**Task instructions:**
#1 In the passage about Andre De Grasse, list everyone described as flanking him as he arrived at the meet, along with each person's stated role.
#2 Transcribe the part of the De Grasse passage starting at "He was flanked" and ending at "nearby Markham, Ont.".

Andre De Grasse couldn’t be seen at first, as a dense crowd of giddy teenagers cocooned around the Canadian Olympic sprint medalist while he made his entrance into their track and field meet.
Teens in bright-coloured track jerseys scurried alongside him, cheered eagerly and steadied their phones in his direction. The thud of shot puts and the pitter-pattering of spikes on the track halted as the smiling 23-year-old sprinter made his way through the throng.
He was flanked by his mother, Beverley, his marketing agent, Brian Levine, and Tony Sharpe, the coach who had discovered his raw talent on that very track just six years earlier. It was there that the untrained 12th-grader in baggy basketball shorts ran a stunning 10.9 second 100-metre dash from a standing start, unsure how to use starting blocks like the other boys in the race.
The OFSAA Central Region Championships were taking place at the Toronto Track & Field Centre on York University’s campus on Thursday. It was a fitting backdrop for the announcement being made by the now-famous sprinter who grew up in nearby Markham, Ont.

**Data excerpts:**
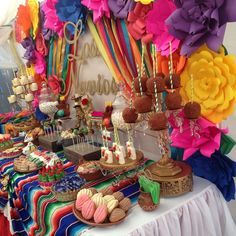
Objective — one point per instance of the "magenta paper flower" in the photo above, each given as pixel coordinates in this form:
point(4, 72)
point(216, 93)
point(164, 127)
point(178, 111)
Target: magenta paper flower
point(155, 24)
point(52, 21)
point(54, 84)
point(99, 8)
point(40, 64)
point(196, 22)
point(206, 140)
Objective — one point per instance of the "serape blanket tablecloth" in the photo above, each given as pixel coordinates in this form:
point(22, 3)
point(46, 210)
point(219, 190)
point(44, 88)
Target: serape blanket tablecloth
point(35, 211)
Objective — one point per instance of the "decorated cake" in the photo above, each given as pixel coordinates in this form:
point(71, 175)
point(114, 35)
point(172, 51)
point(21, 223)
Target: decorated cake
point(67, 188)
point(5, 141)
point(100, 208)
point(89, 170)
point(49, 175)
point(11, 152)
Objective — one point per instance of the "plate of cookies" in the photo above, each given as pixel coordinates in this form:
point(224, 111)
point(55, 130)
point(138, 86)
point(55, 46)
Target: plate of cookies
point(102, 208)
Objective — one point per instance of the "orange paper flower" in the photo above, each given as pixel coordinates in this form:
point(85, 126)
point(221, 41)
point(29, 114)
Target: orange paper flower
point(214, 83)
point(23, 22)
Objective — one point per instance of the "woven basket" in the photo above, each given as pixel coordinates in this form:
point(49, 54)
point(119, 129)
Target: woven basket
point(65, 196)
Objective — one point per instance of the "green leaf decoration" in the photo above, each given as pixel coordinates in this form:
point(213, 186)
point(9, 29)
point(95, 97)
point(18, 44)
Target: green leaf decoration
point(226, 144)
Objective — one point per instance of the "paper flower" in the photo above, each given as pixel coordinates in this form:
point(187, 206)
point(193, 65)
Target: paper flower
point(144, 2)
point(137, 22)
point(219, 169)
point(99, 8)
point(206, 140)
point(214, 78)
point(40, 63)
point(34, 15)
point(28, 45)
point(121, 8)
point(155, 24)
point(47, 33)
point(23, 23)
point(178, 63)
point(51, 19)
point(196, 22)
point(54, 84)
point(71, 10)
point(40, 45)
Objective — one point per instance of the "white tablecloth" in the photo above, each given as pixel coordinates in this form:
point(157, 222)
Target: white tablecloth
point(203, 212)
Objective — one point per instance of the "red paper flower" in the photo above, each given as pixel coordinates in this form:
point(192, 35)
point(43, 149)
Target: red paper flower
point(54, 84)
point(84, 101)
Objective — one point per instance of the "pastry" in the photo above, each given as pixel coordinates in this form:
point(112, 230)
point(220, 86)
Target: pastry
point(100, 214)
point(106, 191)
point(192, 110)
point(98, 200)
point(85, 191)
point(125, 204)
point(80, 201)
point(118, 196)
point(94, 190)
point(173, 101)
point(157, 121)
point(109, 198)
point(129, 115)
point(143, 104)
point(160, 82)
point(117, 215)
point(143, 84)
point(88, 209)
point(112, 205)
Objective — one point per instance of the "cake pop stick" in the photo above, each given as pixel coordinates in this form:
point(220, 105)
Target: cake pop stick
point(153, 61)
point(171, 58)
point(156, 96)
point(156, 64)
point(171, 79)
point(142, 63)
point(139, 80)
point(191, 80)
point(132, 94)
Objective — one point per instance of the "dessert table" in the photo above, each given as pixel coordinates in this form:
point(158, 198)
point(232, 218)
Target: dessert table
point(32, 210)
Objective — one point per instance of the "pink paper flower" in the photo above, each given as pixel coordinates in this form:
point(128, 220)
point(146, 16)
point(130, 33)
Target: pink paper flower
point(206, 140)
point(99, 8)
point(40, 64)
point(51, 19)
point(155, 24)
point(54, 84)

**Task responses:**
#1
- Beverley, his mother
- Brian Levine, his marketing agent
- Tony Sharpe, the coach who had discovered his raw talent on that track six years earlier

#2
He was flanked by his mother, Beverley, his marketing agent, Brian Levine, and Tony Sharpe, the coach who had discovered his raw talent on that very track just six years earlier. It was there that the untrained 12th-grader in baggy basketball shorts ran a stunning 10.9 second 100-metre dash from a standing start, unsure how to use starting blocks like the other boys in the race.
The OFSAA Central Region Championships were taking place at the Toronto Track & Field Centre on York University’s campus on Thursday. It was a fitting backdrop for the announcement being made by the now-famous sprinter who grew up in nearby Markham, Ont.